GOAL ▸ Starting with the line that contains "Practice step: point at the potato", reproduce each line through the end of the listing below, with no other output.

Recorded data
----

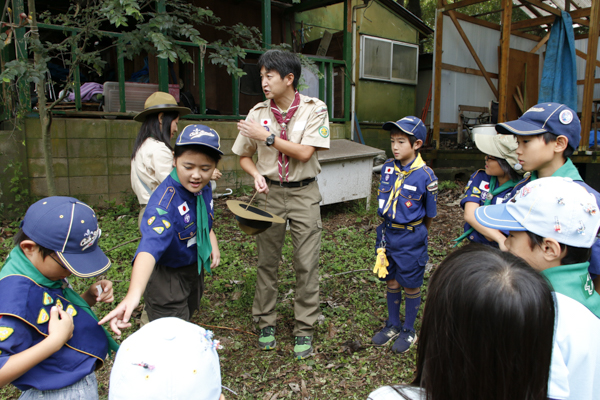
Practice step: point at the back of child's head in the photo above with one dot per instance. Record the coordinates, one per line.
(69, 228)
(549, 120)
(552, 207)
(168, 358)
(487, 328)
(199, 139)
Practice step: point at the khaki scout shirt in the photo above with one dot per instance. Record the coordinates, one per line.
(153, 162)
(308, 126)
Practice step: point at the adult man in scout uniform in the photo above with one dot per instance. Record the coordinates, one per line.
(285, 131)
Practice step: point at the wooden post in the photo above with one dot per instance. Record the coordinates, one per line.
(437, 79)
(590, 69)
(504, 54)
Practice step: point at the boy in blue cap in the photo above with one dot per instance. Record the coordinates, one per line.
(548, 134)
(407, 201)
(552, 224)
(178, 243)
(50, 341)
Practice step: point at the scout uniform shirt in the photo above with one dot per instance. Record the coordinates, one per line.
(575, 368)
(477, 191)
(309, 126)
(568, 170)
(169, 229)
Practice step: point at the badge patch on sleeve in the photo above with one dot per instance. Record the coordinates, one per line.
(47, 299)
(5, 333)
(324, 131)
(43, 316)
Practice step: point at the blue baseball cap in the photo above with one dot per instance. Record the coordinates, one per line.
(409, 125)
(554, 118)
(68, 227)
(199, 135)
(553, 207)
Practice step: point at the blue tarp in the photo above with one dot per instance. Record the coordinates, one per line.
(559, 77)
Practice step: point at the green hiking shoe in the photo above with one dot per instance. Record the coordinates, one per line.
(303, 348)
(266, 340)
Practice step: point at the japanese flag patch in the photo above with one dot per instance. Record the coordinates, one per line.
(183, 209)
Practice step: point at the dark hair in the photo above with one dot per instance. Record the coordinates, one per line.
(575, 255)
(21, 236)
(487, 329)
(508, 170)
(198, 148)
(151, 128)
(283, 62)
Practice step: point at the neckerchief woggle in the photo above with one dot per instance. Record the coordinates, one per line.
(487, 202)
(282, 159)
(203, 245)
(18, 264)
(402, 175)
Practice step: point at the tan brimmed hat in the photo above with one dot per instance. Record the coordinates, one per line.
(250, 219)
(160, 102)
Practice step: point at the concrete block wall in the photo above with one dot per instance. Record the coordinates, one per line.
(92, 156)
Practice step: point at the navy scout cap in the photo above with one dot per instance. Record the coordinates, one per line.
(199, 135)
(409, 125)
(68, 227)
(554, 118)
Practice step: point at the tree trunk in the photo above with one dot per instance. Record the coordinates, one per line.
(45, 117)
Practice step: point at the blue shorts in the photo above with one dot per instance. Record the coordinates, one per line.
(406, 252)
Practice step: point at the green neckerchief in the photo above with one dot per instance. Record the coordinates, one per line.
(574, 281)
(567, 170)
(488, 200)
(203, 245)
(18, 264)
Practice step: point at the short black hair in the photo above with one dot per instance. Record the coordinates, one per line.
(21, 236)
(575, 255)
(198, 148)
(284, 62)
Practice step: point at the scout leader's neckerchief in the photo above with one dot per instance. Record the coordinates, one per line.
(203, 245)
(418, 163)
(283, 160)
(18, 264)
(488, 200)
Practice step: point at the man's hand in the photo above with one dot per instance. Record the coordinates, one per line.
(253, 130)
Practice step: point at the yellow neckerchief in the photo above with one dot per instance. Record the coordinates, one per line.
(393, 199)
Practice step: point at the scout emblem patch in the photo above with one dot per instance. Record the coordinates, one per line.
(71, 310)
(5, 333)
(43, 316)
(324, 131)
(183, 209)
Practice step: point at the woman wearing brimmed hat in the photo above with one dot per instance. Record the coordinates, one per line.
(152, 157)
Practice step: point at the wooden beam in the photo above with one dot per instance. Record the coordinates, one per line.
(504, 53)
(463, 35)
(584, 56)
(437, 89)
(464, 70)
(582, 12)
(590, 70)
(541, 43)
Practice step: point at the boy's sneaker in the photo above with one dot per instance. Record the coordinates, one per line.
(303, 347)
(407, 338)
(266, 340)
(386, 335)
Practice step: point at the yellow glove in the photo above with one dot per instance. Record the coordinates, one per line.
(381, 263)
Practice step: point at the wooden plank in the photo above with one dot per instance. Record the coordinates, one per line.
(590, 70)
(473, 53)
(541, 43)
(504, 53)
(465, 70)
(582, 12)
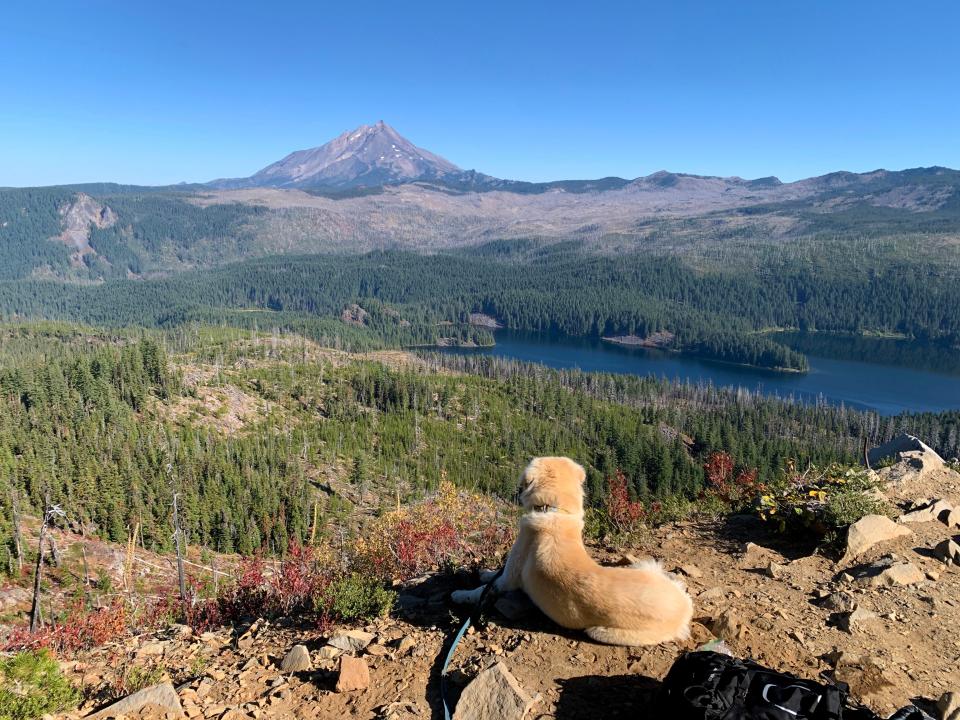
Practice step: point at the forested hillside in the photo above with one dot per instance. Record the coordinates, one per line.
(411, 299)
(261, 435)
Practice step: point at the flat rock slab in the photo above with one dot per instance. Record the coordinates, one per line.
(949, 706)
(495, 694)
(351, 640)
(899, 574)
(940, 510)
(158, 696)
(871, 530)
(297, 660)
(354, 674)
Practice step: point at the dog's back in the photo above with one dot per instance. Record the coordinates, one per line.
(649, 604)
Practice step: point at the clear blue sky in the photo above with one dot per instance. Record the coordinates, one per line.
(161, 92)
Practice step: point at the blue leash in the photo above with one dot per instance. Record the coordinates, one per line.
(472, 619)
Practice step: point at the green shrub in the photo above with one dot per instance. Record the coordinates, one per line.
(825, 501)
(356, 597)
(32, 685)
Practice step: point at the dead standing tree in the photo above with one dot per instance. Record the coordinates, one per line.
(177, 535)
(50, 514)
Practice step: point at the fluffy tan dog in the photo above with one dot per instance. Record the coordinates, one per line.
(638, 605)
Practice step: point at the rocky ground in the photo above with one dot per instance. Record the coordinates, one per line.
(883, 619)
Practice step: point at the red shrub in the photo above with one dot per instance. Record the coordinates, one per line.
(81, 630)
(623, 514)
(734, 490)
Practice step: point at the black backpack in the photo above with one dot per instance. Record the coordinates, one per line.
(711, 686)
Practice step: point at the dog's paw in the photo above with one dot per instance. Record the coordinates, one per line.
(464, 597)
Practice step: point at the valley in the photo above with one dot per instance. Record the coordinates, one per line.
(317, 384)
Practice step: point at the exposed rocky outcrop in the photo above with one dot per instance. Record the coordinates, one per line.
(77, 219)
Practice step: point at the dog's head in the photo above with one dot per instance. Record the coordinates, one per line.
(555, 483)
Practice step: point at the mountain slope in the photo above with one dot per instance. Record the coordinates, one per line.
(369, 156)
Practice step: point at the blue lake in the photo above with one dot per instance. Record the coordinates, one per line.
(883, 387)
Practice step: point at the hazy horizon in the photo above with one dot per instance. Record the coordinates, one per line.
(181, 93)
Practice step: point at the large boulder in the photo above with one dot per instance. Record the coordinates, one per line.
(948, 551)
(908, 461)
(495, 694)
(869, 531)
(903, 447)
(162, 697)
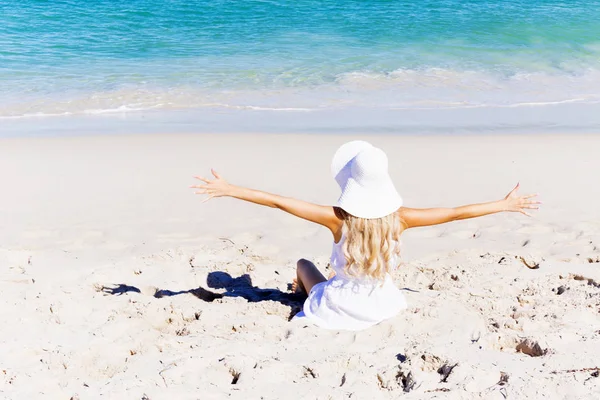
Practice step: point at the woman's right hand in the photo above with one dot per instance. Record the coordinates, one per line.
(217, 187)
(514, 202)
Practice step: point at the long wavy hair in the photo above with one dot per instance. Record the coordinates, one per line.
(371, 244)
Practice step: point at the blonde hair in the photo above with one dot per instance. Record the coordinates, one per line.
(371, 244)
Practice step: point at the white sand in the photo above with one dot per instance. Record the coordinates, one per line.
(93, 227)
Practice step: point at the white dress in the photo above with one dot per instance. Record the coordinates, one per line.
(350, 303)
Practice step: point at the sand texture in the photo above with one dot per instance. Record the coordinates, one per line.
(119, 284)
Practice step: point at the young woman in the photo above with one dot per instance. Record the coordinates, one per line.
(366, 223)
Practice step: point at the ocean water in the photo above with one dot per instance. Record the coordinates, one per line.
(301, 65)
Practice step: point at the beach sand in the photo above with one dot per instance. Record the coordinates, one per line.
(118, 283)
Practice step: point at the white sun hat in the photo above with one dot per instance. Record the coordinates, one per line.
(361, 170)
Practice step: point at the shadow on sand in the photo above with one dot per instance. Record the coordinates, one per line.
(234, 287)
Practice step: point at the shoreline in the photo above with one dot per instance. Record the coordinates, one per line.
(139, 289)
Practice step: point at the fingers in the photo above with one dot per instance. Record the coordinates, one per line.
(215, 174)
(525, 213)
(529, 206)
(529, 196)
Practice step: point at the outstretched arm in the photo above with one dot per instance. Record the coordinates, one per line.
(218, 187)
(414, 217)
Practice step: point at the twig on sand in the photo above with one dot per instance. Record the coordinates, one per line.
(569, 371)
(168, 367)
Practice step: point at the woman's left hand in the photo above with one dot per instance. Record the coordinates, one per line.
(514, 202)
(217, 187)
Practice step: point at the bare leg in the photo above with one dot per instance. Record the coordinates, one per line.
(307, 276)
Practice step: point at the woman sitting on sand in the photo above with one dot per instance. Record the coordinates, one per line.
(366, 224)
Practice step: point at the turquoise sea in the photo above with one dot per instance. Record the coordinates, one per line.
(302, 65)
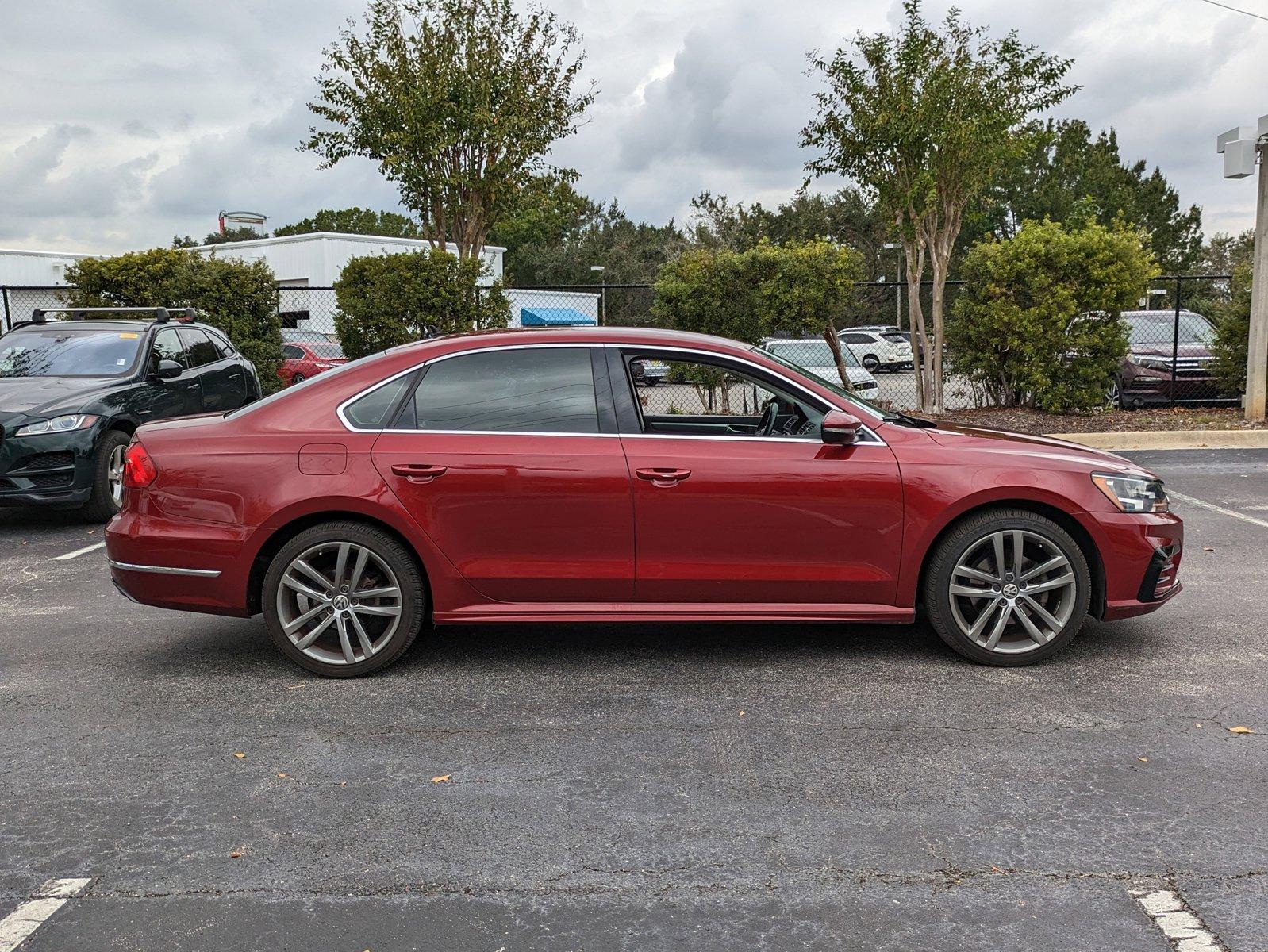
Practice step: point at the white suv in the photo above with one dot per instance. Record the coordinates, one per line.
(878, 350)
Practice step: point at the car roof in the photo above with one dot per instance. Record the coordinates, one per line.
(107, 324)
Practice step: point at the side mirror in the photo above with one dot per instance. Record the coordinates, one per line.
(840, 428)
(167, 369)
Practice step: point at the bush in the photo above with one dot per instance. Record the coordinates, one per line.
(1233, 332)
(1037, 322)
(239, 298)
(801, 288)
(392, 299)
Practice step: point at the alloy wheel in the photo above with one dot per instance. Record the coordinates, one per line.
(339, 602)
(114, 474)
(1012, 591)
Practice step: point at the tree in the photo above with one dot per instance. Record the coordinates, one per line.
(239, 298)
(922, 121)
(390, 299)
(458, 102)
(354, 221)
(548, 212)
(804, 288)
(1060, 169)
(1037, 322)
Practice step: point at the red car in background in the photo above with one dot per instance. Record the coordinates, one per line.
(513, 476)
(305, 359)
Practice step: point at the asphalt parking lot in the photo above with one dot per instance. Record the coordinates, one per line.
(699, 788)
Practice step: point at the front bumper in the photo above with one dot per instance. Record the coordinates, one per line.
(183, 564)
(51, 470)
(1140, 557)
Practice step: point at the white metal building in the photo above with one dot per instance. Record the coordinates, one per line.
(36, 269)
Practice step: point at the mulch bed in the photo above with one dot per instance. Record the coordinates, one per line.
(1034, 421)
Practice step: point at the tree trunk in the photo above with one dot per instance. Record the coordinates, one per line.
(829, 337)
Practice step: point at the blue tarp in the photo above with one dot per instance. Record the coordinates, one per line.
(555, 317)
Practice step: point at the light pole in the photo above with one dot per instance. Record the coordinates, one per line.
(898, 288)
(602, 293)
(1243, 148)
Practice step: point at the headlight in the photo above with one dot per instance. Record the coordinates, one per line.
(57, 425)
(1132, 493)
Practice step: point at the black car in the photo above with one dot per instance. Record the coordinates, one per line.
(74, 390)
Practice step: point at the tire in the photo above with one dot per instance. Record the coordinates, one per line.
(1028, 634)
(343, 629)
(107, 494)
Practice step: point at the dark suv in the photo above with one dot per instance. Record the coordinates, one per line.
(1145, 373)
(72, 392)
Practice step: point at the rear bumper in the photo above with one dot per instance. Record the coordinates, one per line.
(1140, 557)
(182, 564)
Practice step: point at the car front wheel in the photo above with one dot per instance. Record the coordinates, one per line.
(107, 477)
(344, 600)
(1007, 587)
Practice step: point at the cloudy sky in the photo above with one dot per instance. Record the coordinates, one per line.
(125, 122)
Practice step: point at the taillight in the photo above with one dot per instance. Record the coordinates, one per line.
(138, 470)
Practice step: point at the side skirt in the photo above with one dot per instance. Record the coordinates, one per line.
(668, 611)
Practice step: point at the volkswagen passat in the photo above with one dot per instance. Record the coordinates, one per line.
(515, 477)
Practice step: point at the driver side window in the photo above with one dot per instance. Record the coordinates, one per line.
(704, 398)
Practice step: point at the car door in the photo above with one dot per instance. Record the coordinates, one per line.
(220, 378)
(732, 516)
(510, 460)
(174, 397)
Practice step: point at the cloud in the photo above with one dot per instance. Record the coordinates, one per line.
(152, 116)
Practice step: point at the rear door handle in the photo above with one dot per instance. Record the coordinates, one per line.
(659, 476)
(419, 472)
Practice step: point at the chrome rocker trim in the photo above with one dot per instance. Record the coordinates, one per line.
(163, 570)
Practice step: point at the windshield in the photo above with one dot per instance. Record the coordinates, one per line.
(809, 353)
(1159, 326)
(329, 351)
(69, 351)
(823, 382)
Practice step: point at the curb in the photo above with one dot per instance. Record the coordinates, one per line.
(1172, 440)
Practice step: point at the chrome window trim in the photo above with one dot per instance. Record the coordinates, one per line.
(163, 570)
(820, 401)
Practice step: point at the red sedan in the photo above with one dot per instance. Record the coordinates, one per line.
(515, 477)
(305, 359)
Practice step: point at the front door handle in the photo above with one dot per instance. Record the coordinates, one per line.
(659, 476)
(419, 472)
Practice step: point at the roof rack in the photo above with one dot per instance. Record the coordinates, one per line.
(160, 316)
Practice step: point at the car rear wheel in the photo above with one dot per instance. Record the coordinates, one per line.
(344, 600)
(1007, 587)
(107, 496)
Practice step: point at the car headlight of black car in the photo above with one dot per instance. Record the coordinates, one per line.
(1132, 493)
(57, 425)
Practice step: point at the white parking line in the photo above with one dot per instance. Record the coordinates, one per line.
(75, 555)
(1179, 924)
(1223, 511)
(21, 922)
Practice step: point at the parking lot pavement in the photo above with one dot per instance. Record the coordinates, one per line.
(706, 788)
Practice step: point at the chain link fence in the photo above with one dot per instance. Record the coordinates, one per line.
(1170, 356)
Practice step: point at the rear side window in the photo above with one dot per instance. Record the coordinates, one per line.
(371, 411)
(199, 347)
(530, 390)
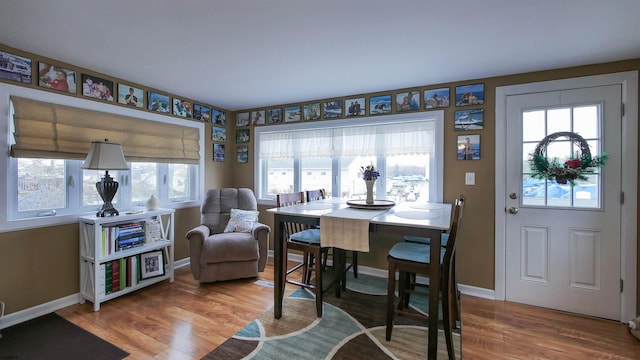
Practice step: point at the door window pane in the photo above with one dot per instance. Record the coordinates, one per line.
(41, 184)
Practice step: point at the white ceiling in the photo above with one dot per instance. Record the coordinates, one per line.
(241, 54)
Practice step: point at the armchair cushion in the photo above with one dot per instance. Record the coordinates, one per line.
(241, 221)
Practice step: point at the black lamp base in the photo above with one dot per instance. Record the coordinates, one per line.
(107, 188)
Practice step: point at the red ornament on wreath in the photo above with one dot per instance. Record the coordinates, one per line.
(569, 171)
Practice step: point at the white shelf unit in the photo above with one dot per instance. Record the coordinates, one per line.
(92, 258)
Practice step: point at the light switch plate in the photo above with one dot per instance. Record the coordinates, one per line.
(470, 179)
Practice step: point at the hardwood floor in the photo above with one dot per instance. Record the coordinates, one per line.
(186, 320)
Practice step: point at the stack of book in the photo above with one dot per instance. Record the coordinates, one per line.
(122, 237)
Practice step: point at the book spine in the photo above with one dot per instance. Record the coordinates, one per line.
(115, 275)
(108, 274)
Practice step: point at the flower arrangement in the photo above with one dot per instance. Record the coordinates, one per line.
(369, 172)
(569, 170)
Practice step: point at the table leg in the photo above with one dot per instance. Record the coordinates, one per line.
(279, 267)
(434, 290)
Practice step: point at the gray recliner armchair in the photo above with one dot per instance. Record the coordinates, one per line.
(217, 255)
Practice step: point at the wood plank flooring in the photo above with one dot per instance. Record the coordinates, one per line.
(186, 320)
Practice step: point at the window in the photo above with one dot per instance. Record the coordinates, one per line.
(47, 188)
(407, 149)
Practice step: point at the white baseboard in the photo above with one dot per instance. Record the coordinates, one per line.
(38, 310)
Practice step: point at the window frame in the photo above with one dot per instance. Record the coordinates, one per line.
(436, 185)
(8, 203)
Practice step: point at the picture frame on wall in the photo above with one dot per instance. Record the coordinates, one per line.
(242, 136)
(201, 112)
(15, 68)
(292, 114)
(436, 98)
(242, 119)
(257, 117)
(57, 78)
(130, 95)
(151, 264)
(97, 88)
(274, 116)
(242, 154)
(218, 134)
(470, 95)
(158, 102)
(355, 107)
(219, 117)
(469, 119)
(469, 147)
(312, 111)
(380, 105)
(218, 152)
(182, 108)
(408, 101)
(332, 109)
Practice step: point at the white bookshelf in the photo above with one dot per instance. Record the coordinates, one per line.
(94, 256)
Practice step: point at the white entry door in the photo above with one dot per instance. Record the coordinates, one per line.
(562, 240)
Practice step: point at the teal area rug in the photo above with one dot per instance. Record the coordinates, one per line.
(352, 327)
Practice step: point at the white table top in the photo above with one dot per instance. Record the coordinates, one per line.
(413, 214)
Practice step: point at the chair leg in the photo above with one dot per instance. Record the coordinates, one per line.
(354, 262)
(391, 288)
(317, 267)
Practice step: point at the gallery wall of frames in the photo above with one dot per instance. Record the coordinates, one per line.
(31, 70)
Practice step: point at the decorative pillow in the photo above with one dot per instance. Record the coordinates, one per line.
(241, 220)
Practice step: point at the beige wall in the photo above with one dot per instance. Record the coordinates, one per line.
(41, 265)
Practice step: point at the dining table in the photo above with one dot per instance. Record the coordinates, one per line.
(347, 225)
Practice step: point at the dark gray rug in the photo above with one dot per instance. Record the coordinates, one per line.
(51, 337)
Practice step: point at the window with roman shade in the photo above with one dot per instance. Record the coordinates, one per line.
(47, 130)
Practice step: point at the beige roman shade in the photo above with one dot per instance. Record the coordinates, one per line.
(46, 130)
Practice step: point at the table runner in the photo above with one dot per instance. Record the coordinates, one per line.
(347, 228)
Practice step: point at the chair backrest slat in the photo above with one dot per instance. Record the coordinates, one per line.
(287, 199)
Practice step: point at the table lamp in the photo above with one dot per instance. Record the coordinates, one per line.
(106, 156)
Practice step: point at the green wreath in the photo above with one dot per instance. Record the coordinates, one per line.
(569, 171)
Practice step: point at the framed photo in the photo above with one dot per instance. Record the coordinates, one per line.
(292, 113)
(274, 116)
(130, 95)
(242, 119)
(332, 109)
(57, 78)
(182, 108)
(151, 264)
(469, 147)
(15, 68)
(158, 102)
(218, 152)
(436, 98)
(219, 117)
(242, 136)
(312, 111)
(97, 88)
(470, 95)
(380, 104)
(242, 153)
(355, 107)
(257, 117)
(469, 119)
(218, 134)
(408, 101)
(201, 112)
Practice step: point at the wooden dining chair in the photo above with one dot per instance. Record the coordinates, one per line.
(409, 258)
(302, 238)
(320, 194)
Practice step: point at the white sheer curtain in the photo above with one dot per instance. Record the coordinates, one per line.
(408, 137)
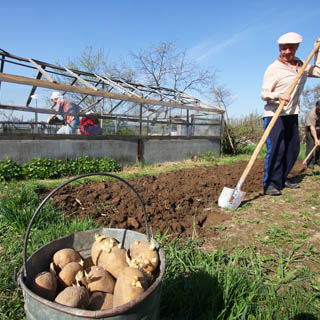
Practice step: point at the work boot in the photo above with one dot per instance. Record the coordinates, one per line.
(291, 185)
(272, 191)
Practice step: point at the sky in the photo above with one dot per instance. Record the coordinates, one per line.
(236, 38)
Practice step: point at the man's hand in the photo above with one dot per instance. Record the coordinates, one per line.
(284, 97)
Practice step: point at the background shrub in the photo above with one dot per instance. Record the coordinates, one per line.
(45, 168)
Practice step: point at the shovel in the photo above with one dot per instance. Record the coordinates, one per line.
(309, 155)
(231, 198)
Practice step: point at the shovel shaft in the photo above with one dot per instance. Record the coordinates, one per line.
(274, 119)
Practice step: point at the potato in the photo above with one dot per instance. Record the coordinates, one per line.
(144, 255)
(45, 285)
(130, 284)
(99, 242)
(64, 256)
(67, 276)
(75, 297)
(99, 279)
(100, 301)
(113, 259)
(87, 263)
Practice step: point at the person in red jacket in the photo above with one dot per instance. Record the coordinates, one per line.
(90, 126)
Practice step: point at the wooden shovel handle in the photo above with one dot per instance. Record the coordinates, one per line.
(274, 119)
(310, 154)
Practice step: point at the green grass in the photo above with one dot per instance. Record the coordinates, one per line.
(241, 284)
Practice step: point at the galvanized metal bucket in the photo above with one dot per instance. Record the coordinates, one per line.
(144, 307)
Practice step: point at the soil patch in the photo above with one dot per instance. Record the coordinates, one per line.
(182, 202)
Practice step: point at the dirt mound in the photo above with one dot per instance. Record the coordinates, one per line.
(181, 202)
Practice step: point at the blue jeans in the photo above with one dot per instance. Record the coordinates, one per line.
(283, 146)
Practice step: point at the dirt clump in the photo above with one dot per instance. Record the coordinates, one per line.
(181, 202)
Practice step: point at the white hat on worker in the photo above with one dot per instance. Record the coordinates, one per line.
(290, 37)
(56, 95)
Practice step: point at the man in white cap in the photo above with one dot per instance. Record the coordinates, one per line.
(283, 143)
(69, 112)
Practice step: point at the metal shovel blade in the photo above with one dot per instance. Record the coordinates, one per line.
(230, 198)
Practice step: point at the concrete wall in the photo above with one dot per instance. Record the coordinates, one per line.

----

EXERCISE RESULT ▸
Practice step: point at the potato in the photo above with one dot per instance. Record the coordinates, one per line.
(144, 255)
(45, 285)
(130, 284)
(99, 242)
(64, 256)
(67, 276)
(75, 297)
(99, 279)
(100, 301)
(113, 259)
(87, 263)
Practice step: point at the person in red jacket in the photo above with one dot per instance. Record the coordinates, one per line.
(90, 126)
Practice step: point at the wooden shovel handle in the photo above with one dot per instance. Record the coordinates, one per line.
(274, 119)
(310, 154)
Practice step: point at the green grass in the photo above with one dot per instance. Record the coordinates, one per line.
(241, 284)
Practice step: point at the galvanized metal bucket in the photo above with one dot per instance. Record the coordinates, one per line.
(144, 307)
Practice step: point at the soil patch in the photo above with one dot per instance. Record the coordinates, one per line.
(182, 202)
Practice step: point at the dirt mound in the photo above with one dot per instance. Record the coordinates, one per line.
(181, 202)
Practice step: point at the blue jeans in the photo above with one dot per instance. Record the coordinates, one per line.
(283, 146)
Practice step: point at the dirt clump in the photo above with one dot per instance. Record the coordinates, one per line.
(181, 202)
Practice step: point at the white hat on worker in the photo above with one dot per instance. Record the coordinates, one per line.
(290, 37)
(56, 95)
Practice step: point at the man in white cap in the photo above with one dot per instance. Record the coordinates, one per line.
(283, 143)
(69, 112)
Practice step: point at the metal shovel blade in the photo above with one dot per instance. Record the coordinates, one per line.
(230, 198)
Practice step: point at the concrete wall in the photo above with one dot per instance. Record the coordinates, one per line.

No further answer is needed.